━━━━━ Material for this exercise

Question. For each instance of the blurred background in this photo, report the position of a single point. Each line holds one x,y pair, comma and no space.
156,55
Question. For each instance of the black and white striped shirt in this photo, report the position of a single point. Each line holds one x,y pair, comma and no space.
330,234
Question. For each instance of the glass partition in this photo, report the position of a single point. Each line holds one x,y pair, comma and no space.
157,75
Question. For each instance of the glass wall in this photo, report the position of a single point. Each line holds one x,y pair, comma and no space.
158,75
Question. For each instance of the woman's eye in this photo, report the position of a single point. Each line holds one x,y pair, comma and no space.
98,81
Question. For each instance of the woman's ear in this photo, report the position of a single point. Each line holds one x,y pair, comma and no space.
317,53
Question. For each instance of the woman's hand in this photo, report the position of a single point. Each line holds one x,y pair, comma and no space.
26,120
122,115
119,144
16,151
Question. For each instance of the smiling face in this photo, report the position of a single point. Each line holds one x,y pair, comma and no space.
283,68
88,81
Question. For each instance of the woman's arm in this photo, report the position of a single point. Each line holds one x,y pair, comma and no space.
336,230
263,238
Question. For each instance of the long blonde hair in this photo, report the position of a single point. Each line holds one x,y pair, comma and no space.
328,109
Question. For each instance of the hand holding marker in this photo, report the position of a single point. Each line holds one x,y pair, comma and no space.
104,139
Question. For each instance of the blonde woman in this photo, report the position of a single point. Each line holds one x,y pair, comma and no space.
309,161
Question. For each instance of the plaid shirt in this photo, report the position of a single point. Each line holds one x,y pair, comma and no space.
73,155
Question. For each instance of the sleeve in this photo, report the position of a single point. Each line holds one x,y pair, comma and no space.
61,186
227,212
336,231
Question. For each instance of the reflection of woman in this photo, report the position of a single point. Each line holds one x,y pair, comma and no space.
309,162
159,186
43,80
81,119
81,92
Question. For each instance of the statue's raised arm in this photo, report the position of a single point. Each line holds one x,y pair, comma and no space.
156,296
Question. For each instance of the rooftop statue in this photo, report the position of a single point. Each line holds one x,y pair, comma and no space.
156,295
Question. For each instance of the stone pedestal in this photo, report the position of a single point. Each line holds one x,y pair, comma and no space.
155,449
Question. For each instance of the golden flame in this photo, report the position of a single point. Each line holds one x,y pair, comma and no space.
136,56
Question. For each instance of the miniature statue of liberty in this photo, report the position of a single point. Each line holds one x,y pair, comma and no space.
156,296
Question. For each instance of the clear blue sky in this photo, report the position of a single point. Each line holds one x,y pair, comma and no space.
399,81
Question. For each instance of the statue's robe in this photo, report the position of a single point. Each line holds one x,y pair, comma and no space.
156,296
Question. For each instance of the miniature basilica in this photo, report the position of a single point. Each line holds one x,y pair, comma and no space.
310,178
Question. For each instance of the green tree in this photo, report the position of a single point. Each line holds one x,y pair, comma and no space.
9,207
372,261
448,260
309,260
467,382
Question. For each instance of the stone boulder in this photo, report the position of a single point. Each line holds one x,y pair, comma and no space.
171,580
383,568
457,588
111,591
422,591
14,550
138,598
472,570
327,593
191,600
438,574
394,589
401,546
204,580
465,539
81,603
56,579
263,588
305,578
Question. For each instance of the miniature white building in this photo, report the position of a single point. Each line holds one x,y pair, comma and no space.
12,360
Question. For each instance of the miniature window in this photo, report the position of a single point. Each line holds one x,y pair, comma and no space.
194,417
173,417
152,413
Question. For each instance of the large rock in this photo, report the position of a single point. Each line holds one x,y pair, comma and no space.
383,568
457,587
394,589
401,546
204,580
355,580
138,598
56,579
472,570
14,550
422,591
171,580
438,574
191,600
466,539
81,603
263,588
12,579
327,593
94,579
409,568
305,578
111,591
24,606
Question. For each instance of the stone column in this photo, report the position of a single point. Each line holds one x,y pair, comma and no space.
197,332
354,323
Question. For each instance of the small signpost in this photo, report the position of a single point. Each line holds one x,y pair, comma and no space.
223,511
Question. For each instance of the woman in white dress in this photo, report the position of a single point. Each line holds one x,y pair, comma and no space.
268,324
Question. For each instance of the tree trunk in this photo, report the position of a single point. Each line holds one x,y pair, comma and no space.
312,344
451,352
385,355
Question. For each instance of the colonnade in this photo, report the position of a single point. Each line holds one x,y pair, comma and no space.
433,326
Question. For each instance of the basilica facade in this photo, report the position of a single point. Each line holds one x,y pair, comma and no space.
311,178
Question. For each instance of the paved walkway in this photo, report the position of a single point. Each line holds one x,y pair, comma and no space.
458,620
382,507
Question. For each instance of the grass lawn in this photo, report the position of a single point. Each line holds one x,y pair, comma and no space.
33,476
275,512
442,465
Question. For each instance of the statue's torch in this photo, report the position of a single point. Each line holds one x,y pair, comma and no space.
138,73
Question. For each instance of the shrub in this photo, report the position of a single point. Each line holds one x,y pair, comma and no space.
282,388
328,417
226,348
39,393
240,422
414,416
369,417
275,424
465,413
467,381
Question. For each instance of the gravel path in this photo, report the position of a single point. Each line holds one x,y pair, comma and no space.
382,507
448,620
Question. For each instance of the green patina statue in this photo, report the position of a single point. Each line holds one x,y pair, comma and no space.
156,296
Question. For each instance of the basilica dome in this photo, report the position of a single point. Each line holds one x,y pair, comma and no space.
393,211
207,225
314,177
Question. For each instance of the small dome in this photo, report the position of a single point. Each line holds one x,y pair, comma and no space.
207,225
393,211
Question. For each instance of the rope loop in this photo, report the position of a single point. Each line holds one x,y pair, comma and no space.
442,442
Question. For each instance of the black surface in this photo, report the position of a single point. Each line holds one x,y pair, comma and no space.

━━━━━━━━━━

- [Stated goal] Give the records above again, word for word.

- [Exercise result]
Question. For each instance of the blurred background in this photo, report the position of a single point. Each line holds one x,y pair, comma and no space.
156,55
Question. For each instance of the black and white striped shirt in this photo, report the position of a single point. Each line holds one x,y pair, comma and no space.
330,234
Question. For each instance of the glass partition in this photo, report the position of a single point. Each line holds one x,y pair, comma and no space.
157,75
Question. For each instance of the glass wall in this photo, report the position of a single point. Each line holds one x,y pair, comma and no space.
158,75
Question. For each instance of the woman's eye in this photo, report the position of a single point. Each line holds one x,y pair, comma and no space.
98,81
Question. For each instance of the woman's ear in this photo, report the position of a single point. Each line holds one x,y pair, comma and no space.
317,53
Question. For each instance of the woman's hand in this photo, report the position of a single point. Each line holds one x,y pair, comma and no space.
26,120
122,115
119,144
16,151
Question. For each instance of the smiling face in this photo, report the position of a single point. Each line holds one x,y pair, comma and no space.
283,68
88,81
Question. For each instance of the woman's arm in this photo, report the position of a single point. Each line holds one x,y pair, comma and no space.
336,230
263,238
Question. For each instance of the long blonde hair in this photo, report the position of a single point. Each line holds one x,y pair, comma and no space.
328,109
Question. For each instance of the hand holding marker in this photo, report the position of a single point. Each line holds one x,y pair, comma and no space.
104,139
Question. For each instance of the blonde woman in this photo, report the position of a single point. Each line holds one x,y pair, comma and no space.
309,161
Question. For each instance of the plaid shirt in this photo, report the position of a single point. Each line holds one x,y pair, comma and no space.
73,155
Question. For each instance of the sleeve in this photo, report the position of a single point. Each line holds one x,y pair, comma and no space.
61,186
227,212
336,231
Question. For each instance of the reflection of woman in this photo, report the position of a single point. Each line holds one x,y pair, comma and no space.
309,162
159,186
43,80
81,119
81,92
Question. For each instance of the statue's raised arm in this photo, report the position of a single point. Each line holds one x,y pair, comma and no space.
156,296
Question. For each instance of the rooftop statue in this photo, report the position of a single point. Each line holds one x,y pair, comma and no space.
156,295
Question. For each instance of the stone pedestal in this photo, report the position of a single point. Each line holds one x,y pair, comma and no space.
155,449
Question. For each instance of the golden flame in this photo, report the position of a single point. Each line holds one x,y pair, comma and no space.
136,56
Question. For each instance of the miniature statue of liberty in this photo, report the position of a single point. Each line holds one x,y pair, comma and no space.
156,296
Question. For each instance of the clear blue sky in this photo, report the position of a single point. Each line holds one x,y pair, comma and no space.
399,81
Question. For each instance of the statue's robe in this photo, report the position of a single point. Each line holds one x,y pair, comma and no space.
156,296
Question. For each instance of the miniature basilica in this photo, report the position of a single point. Each line holds one x,y pair, comma and no space.
310,178
Question. For each instance of the green tree in this photo, report the position of a single point. Each line holds one x,y pair, comma and no space.
9,207
372,261
448,260
309,260
467,382
Question. For each instance of the stone boulder in this photo, report the position of a single point. Each line holds one x,y pair, comma and no space.
171,580
383,568
457,588
111,591
422,591
14,550
138,598
472,570
327,593
191,600
438,574
394,589
401,546
204,580
465,539
81,603
56,579
263,588
305,578
Question. For each instance of the miniature white building in this photo, report the position of a single point. Each line holds one x,y pair, comma and no space.
12,360
Question. For each instance of the miniature window in this photo, report the position of a single point. Each line holds one x,y pair, comma and no space.
194,417
173,417
152,413
Question. For each instance of the large rock in this photo, report the position of a single point. Each line holds one x,y pair, comma and no space.
383,568
457,587
394,589
401,546
204,580
355,580
138,598
56,579
472,570
14,550
422,591
171,580
438,574
191,600
466,539
81,603
263,588
12,579
327,593
94,579
409,568
305,578
111,591
24,606
Question. For each instance of the stone column in this photo, report the position of a single point. Each line holds one x,y pair, comma and no space.
197,332
354,323
Question. For each instance of the small signpost in this photo, report the position of a single point. Each line holds one x,y pair, comma and no space.
223,511
Question. For each instance of the woman in white dress in this photo, report the position of a single point. Each line holds one x,y pair, comma and no space.
268,324
Question. For each instance of the tree trunk in this photo, report the position of a single point. Each line holds one x,y pair, comma and no space.
312,344
451,352
385,355
Question. For each instance of the colonnade in this photo, report the position of a single point. Each line holds one x,y pair, comma and no space.
433,326
Question. For each instance of the basilica facade in this photo, report the position of a single point. Each line holds one x,y pair, comma and no space.
311,178
Question. For each instance of the paved walkway in this photo, report the position of a single point. Each line holds one x,y pair, comma and no space.
458,620
382,507
Question. For each instance of the grass lawn in this photo, report the position of a single point. Each line holds one x,y pair, comma and no space.
33,476
275,512
442,465
Question. For each instance of the statue's torch in this photo, report the position of a single point. Each line holds one x,y pair, comma and no space.
138,73
Question. For each instance of the shrub in this photo, report the position of a single point. Each line holds one x,y pair, comma and no space.
282,388
328,417
226,348
39,393
240,422
414,416
369,417
275,424
465,413
467,381
Question. For each instance of the gravel path in this photo, report the position of a single point. Each line holds one x,y pair, comma and no space.
382,507
448,620
Question. For each instance of the green patina statue in this photo, report the position of a single point. Each line holds one x,y pair, comma and no space.
156,296
Question. For each instance of the basilica dome in this photo, report the position of a single point. Each line holds one x,y pair, comma and no space.
393,211
207,225
314,177
Question. For each instance of the small dome in this photo, report the position of a single point. Each line holds one x,y pair, comma and no space.
207,225
393,211
Question. For each instance of the rope loop in this photo, report the position of a single point. Each line holds one x,y pair, comma and no space.
442,442
Question. For each instance of the black surface in this photo, report the position of a single point. Each line holds one x,y pair, comma and no space.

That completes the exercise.